[Fragmento del documento]

A modo de conclusión
Intentamos echar una mirada de conjunto, que al mismo tiempo nos conduzca a una última observación. La palabra bíblica y patrística κοινωνία reúne en sí los sentidos de “eucaristía” y “comunidad”. Gracias a esa síntesis semántica, la palabra no solo remite al centro de todo eclesiología rectamente comprendida, sino también hace comprensible la síntesis necesaria de Iglesia particular y universal. La celebración eucarística se cumple, es verdad, en un lugar determinado y allí crea una célula de fraternidad de los cristianos. La comunidad local crece a partir de la presencia viva y eficaz del Señor en la eucaristía. Pero, al mismo tiempo, el Señor es uno en todo lugar y en toda eucaristía. La presencia indivisible del único Señor, que es a la vez la Palabra del Padre, presupone que cada comunidad particular está en el único y total Cuerpo de Cristo. Solo así esa comunidad puede celebrar la eucaristía. En este verano está co-implicado, como hemos visto, el estar o permanecer en la “doctrina de los apóstoles”, cuya presencia encuentra su signo y su garantía en la institución de la “sucesión apostólica”. Fuera de esa gran red, la comunidad deviene vacía y se convierte en el gesto romántico del deseo de protección y escondimiento en el pequeño grupo, que carece de todo contenido real. Solo un poder pleno y un amor más fuertes que todas nuestras propias iniciativas pueden construir una comunidad fecunda y confiable y darle la dinámica de una misión fecunda. La unidad de la Iglesia, fundada en el amor del único Señor, no destruye lo propio de las comunidades particulares, sino que las construye y sostiene como comunión real con el Señor y entre ellas. El amor de Cristo, presente en todo tiempo en el sacramento de su cuerpo, despierta nuestro amor, sana nuestro amor: la eucaristía es el fundamento de la comunidad y de la misión, día a día.

[/Fragmento del documento]
[Información de origen]

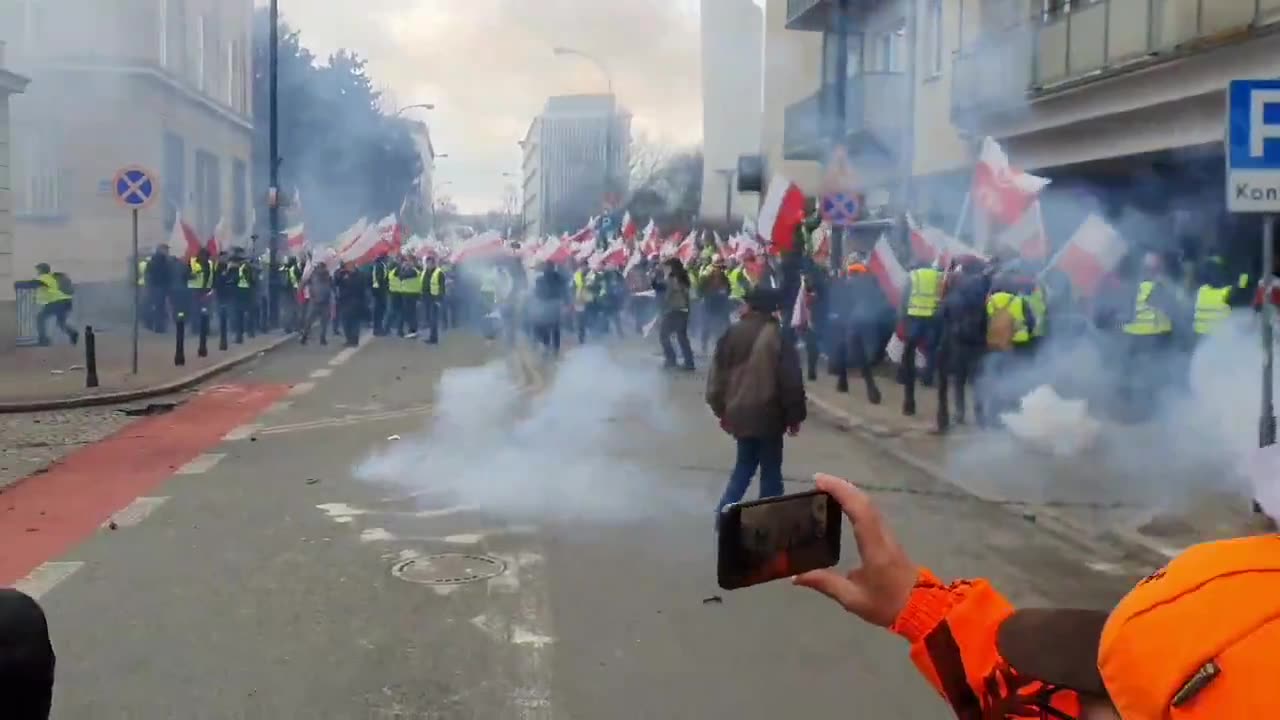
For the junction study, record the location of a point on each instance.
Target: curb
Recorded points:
(1046, 518)
(141, 393)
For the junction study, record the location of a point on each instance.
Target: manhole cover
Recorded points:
(448, 569)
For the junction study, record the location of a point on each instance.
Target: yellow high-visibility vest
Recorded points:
(1016, 309)
(1147, 320)
(1211, 308)
(926, 292)
(199, 278)
(49, 291)
(1040, 306)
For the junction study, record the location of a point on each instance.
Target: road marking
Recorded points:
(242, 432)
(342, 513)
(46, 577)
(136, 511)
(201, 464)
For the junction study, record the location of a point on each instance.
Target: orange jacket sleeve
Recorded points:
(952, 634)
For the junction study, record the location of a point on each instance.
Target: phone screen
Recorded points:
(778, 537)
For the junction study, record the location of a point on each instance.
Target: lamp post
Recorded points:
(608, 126)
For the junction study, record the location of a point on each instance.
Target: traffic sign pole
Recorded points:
(137, 304)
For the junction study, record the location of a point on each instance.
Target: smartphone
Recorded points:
(777, 537)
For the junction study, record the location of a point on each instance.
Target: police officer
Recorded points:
(919, 315)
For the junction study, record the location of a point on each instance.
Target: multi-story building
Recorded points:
(10, 83)
(160, 83)
(1116, 100)
(571, 150)
(732, 54)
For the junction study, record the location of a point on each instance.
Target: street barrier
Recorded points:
(90, 356)
(27, 311)
(179, 354)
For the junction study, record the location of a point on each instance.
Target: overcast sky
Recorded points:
(488, 67)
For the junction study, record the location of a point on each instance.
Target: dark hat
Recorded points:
(26, 657)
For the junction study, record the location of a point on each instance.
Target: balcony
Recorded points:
(874, 104)
(808, 14)
(1006, 68)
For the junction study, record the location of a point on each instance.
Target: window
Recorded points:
(209, 192)
(41, 181)
(174, 177)
(932, 48)
(240, 196)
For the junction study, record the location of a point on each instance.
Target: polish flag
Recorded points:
(1006, 203)
(184, 236)
(1093, 251)
(781, 213)
(483, 246)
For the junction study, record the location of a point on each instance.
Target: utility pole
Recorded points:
(273, 208)
(728, 194)
(841, 119)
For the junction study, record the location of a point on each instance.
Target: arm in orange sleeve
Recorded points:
(952, 634)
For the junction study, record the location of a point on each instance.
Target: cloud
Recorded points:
(488, 67)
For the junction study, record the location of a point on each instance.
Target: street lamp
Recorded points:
(608, 127)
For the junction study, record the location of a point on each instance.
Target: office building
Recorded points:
(570, 153)
(732, 101)
(159, 83)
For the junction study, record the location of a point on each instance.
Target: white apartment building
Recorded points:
(1116, 99)
(161, 83)
(568, 153)
(731, 59)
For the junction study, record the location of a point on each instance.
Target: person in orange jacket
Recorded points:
(1193, 641)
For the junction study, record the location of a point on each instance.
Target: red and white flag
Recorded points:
(781, 213)
(1006, 204)
(1093, 251)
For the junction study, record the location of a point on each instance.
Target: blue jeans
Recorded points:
(764, 454)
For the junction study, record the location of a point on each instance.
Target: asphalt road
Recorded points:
(260, 580)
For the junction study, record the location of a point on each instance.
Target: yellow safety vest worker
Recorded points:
(1040, 306)
(583, 287)
(199, 278)
(1211, 308)
(49, 291)
(926, 292)
(1016, 309)
(412, 285)
(737, 283)
(1147, 320)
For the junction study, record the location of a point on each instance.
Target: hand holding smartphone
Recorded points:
(777, 537)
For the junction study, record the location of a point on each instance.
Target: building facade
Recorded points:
(1120, 101)
(574, 153)
(732, 101)
(10, 83)
(159, 83)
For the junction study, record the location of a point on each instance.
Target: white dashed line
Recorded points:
(136, 511)
(46, 578)
(242, 432)
(201, 464)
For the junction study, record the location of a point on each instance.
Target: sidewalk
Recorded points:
(1130, 490)
(54, 377)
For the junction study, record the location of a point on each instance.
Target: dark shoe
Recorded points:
(873, 395)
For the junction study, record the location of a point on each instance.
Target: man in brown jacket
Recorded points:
(757, 391)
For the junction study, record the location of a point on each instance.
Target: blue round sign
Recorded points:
(135, 187)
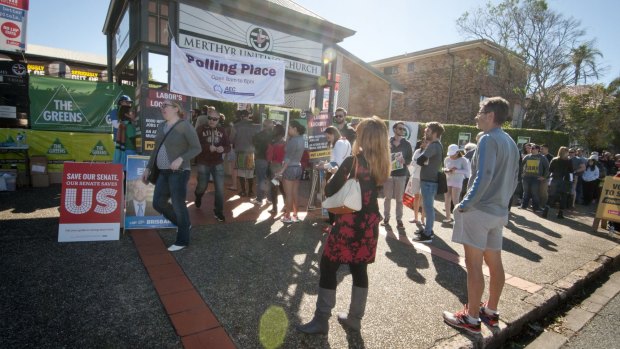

[/Información de origen]

**Objetivo del ejercicio**
Conteste, según el fragmento sobre la eucaristía y la comunidad:
(a) ¿Qué dos sentidos reúne en sí la palabra κοινωνία?
(b) ¿A partir de qué crece la comunidad local?
(c) ¿Qué es la eucaristía, según la última frase?

**Respuesta**
(a) Los sentidos de "eucaristía" y "comunidad".
(b) A partir de la presencia viva y eficaz del Señor en la eucaristía.
(c) El fundamento de la comunidad y de la misión, día a día.